#### [GOAL A]
In the essay on music appreciation, why does the writer say that even as a listener they are "irredeemably Grade Five"? Answer in one to three sentences.
#### [GOAL B]
Carry on the essay on music appreciation from its last sentence.

Beyond Grade Five, where things begin to pick up, is a world of pure frustrated aspiration. This is a world I would watch other children entering, and I would be forced to conclude: they have it and I have not and that's that.

You suffer these disappointments at an early age. You turn away from music. You give it up. It reminds you of your limitations. And then, because of course, you do like music, you go back to it in some roundabout way. You try another instrument. You start listening more. You start buying recordings.

And then, if you're like me, you begin to notice that even as a consumer of music, you are irredeemably Grade Five. The record collection does not progress. You do not seek out the most interesting concerts. Your musical education does not advance in the way it should, given the opportunities all around you.

And when you are at a concert in a serious venue with a serious performer, you know that a large part of the audience is comprised of people who really do appreciate the finer points of artistry. Nor are their minds wandering irreverently the way your mind wanders. Suppose the audience is ecstatic, you will no doubt pick up on the ecstasy, and partake of it, but it won't necessarily be your own original ecstasy.

I know the limits of my musical perceptions because, very often, I will invite people to lunch on a Saturday, which means a pleasant morning pottering around the kitchen listening to Radio 3; to long discussions about the merits of certain performances. One is invited to think of oneself as a person who is 'building a library' of CDs and doing so with discrimination.

I can go along with this enthusiastically for as long as I am chopping vegetables; indeed, it is really one of the most pleasant parts of the week: the smell of the roast, the familiar, simple tasks performed in their logical order, and the sense that, drip by drip, certain discriminations are being imparted, perhaps, or an admiration for recordings made long ago and never, in their particular way, surpassed, reverence for certain conductors.

But there comes a point when the meal is prepared, or as good as, and all the vegetables chopped, and maybe somebody has arrived, and at this point all the discriminations vanish from my head. I never know what the recommended recordings turn out to be, and I have never bought a recording as a result of listening to 'Building a Library'.

What I have acquired, on the other hand, is a sense of what a discriminating mind might be like and what it wouldn't be like. It wouldn't be such a prey to craze and impulse. It wouldn't have bought four CDs of Alkan before stocking up, on, say Schumann. It wouldn't have bought church music merely for its curious titles, such as the Earthquake Mass or the Mappa Mundi Mass, lovely though these turned out to be.

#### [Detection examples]
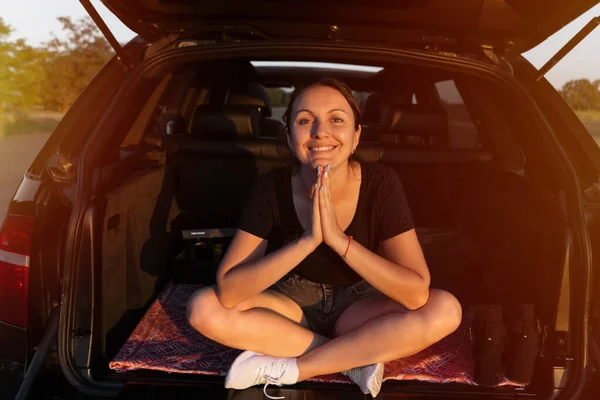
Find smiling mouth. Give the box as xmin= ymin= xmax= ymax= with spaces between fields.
xmin=308 ymin=146 xmax=337 ymax=153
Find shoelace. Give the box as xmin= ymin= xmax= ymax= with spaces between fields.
xmin=255 ymin=362 xmax=287 ymax=400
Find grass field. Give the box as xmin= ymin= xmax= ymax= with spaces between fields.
xmin=0 ymin=110 xmax=63 ymax=136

#### [EXERCISE RESULT A]
Their record collection does not progress, and they do not seek out the most interesting concerts. Their musical education also fails to advance as it should, given the opportunities all around them.

#### [EXERCISE RESULT B]
There is discriminating collecting, and there is another thing - a sort of neurotic lunging in the direction of some class of object. Suddenly I've decided to commit myself to buying all the Hanover Band's Haydn symphonies. And I know in great part this is because I like the idea of an orchestra that calls itself the Hanover Band. Also, I seem to like recordings on the Hyperion label. Such are the considerations that weigh with me.

A great musical experience, if I am to describe it honestly, is a compound of all kinds of musical and non-musical elements. One of them might be, for instance, luck. The other day, by chance, I arrived in Geneva. 'It's madness here,' they said in the hotels. 'If you want a room, you'd be better off in Lausanne.' But by luck, I found a baddish, cheap room in a baddish hotel. I was delighted with it. Then I saw a poster for the opera. They were performing Boris Godunov that night, and, as it turned out, there were three tickets left, perhaps the worst seats in the house. I bought one. I was delighted with my cheap ticket. I thought: 'If the production is dreadful, I shall walk out in the interval without any compunction.'

Then I noticed that, opposite the opera house, there was a park, the Promenade des Bastions. Again, I was delighted. The trees of Switzerland seemed, on that day, extraordinarily fine. Perhaps, they always are. It must be the rainfall. Now a meal was needed, and it struck me that the restaurant beside the opera would obviously be full. But still . . . The head waiter gave me a look that said: 'You have a Grade Five musical mind.' But there was one table left, the worst in the restaurant, and I was thrilled with it. It was in a bustling corridor at the back.

The bad room, the bad ticket, the beautiful trees and now the bad table seemed to be part of a chain of extraordinary luck. A modest opera at the end of it would have been quite enough to round things off.

But as soon as I bought the programme I realised that it was going to be quite something. I knew the names of two of the singers] And not only that. I had one of them on record and one in my collection of CDs. The chain of luck did not end there. This was not Boris Godunov as normally performed in the Rimsky-Korsakov arrangement, nor even the 1872 version (as I was informed). But this was the opera as originally written in 1869, and turned down for performance. It was a collector's piece]

The further I read in the programme notes, in the interval and afterwards in a deserted cafe, the more pleasure I got. For there was not only my pleasure at the music I had heard. There was also the theoretical, the hypothetical pleasure that might have been had by all those voices on Radio 3, the 'Building a Library' buffs, the ones who would dearly have liked to have been in Geneva that night but who couldn't because they were due in Broadcasting House at dawn the next day to record their Saturday piece.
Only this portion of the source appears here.